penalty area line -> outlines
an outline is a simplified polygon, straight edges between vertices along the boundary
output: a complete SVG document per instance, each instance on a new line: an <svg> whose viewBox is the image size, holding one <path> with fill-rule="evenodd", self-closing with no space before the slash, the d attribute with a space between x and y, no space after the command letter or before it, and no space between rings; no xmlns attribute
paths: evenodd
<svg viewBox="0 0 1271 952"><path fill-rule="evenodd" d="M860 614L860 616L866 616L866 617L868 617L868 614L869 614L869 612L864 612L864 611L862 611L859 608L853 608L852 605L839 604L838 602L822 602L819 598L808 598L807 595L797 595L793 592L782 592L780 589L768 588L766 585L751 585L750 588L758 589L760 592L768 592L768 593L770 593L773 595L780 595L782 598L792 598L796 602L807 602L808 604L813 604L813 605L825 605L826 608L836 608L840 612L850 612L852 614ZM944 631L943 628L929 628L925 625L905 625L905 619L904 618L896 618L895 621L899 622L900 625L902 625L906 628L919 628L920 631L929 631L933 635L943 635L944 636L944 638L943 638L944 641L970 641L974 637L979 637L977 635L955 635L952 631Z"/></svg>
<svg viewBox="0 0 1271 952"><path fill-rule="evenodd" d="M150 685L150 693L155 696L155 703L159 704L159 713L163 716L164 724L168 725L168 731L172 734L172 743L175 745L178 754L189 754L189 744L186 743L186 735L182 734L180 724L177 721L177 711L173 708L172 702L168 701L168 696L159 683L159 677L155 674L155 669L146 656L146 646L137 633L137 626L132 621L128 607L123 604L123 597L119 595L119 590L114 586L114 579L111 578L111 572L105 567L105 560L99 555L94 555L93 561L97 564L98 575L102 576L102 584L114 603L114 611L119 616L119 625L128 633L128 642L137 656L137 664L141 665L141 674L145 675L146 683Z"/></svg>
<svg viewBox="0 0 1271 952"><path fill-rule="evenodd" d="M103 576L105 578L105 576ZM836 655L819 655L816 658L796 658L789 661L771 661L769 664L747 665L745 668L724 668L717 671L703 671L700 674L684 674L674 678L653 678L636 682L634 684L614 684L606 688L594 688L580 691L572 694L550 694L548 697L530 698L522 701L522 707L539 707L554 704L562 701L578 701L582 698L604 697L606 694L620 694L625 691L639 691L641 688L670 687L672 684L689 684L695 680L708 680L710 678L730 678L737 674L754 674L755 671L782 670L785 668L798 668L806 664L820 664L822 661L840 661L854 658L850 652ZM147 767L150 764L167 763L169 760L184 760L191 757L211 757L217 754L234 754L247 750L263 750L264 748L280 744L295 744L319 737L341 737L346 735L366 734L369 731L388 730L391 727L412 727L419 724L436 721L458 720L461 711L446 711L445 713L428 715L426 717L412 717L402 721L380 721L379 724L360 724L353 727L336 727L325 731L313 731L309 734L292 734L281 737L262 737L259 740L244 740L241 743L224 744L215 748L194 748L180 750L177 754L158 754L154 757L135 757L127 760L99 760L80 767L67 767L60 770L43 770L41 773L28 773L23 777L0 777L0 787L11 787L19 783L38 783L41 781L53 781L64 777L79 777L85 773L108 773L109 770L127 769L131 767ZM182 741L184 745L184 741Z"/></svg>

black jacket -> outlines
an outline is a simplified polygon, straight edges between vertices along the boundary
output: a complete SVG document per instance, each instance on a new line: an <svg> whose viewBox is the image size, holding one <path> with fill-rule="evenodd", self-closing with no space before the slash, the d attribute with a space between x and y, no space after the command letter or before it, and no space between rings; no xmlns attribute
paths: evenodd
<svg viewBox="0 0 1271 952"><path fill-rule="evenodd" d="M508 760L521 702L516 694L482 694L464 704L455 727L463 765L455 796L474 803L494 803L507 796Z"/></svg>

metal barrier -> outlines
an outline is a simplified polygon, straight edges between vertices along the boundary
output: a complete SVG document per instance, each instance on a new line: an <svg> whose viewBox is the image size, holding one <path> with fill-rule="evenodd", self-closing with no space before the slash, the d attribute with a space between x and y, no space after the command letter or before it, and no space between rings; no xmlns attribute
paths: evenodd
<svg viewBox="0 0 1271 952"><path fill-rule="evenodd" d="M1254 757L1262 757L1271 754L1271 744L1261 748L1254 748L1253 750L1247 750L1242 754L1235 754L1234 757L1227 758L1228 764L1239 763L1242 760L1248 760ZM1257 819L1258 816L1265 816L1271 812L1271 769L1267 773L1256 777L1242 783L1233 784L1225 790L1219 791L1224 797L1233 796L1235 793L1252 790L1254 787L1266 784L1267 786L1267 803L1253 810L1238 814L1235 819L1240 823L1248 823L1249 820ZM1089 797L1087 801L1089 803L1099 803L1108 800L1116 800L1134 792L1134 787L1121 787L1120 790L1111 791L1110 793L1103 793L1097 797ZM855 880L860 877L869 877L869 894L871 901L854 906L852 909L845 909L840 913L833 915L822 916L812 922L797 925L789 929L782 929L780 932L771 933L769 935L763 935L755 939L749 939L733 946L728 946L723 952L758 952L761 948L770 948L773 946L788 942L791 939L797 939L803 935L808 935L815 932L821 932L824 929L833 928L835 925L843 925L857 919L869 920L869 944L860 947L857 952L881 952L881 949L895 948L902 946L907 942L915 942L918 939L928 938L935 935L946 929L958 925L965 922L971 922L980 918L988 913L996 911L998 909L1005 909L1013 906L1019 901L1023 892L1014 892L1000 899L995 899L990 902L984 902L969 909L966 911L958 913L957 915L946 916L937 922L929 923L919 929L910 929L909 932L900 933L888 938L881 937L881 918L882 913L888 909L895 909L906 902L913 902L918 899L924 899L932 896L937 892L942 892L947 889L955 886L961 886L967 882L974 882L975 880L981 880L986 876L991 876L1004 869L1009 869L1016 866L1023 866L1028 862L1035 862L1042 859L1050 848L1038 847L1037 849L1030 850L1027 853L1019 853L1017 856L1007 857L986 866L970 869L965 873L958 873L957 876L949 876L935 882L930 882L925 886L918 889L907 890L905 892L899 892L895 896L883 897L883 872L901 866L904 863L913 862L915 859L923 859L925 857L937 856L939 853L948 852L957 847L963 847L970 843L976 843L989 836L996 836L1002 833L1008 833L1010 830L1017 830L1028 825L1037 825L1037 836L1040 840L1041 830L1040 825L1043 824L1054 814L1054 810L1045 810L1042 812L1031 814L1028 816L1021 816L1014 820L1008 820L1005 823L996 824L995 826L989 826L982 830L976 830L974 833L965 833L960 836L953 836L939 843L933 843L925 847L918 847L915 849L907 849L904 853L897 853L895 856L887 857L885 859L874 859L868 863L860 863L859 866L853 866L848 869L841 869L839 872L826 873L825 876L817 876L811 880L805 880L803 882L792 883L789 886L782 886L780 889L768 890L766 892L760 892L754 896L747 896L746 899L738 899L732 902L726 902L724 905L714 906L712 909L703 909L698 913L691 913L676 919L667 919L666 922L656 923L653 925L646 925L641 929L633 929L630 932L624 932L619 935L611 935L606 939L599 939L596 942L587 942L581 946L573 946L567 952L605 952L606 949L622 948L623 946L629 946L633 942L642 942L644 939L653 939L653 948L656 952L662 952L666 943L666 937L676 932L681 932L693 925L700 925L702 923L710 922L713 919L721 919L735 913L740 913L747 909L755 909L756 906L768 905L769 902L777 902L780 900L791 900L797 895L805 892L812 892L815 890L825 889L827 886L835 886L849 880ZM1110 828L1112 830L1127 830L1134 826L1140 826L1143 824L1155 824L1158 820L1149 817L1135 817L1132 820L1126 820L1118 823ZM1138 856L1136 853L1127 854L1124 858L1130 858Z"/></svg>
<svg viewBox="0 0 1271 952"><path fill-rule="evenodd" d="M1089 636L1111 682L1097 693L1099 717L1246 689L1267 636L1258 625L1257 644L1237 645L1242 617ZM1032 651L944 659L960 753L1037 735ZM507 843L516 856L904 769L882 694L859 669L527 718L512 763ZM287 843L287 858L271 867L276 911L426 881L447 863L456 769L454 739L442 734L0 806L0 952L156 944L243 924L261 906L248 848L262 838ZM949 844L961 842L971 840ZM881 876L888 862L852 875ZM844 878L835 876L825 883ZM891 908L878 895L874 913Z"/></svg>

PROBLEM -> Express the part of the data above that opens with its first line and closes with the line containing "614L860 616L866 616L866" as a two-column CSV headed instruction and result. Put the text in one quoted field and its answer in the other, with line breaks replaced by spaces.

RESULT OF THIS TASK ->
instruction,result
"penalty area line -> outlines an outline is a simplified polygon, straight edges between vertices along the boundary output: a complete SVG document per instance, each instance on a new line: an <svg> whose viewBox is the image size, holding one <path> with fill-rule=""evenodd"", self-closing with no space before the slash, the d attribute with a space between x and y, no space after the command letter or before it, and no space between rings; no xmlns attribute paths: evenodd","<svg viewBox=""0 0 1271 952""><path fill-rule=""evenodd"" d=""M860 614L860 616L866 616L866 617L868 617L868 614L869 614L869 612L864 612L864 611L862 611L859 608L853 608L852 605L839 604L838 602L822 602L819 598L808 598L807 595L797 595L793 592L782 592L780 589L768 588L766 585L751 585L750 588L758 589L760 592L768 592L768 593L770 593L773 595L780 595L782 598L792 598L796 602L807 602L808 604L813 604L813 605L825 605L826 608L836 608L840 612L850 612L852 614ZM944 631L943 628L929 628L925 625L905 625L905 619L904 618L896 618L895 621L899 622L900 625L902 625L906 628L919 628L920 631L929 631L933 635L943 635L944 636L944 638L943 638L944 641L970 641L974 637L979 637L977 635L955 635L952 631Z""/></svg>"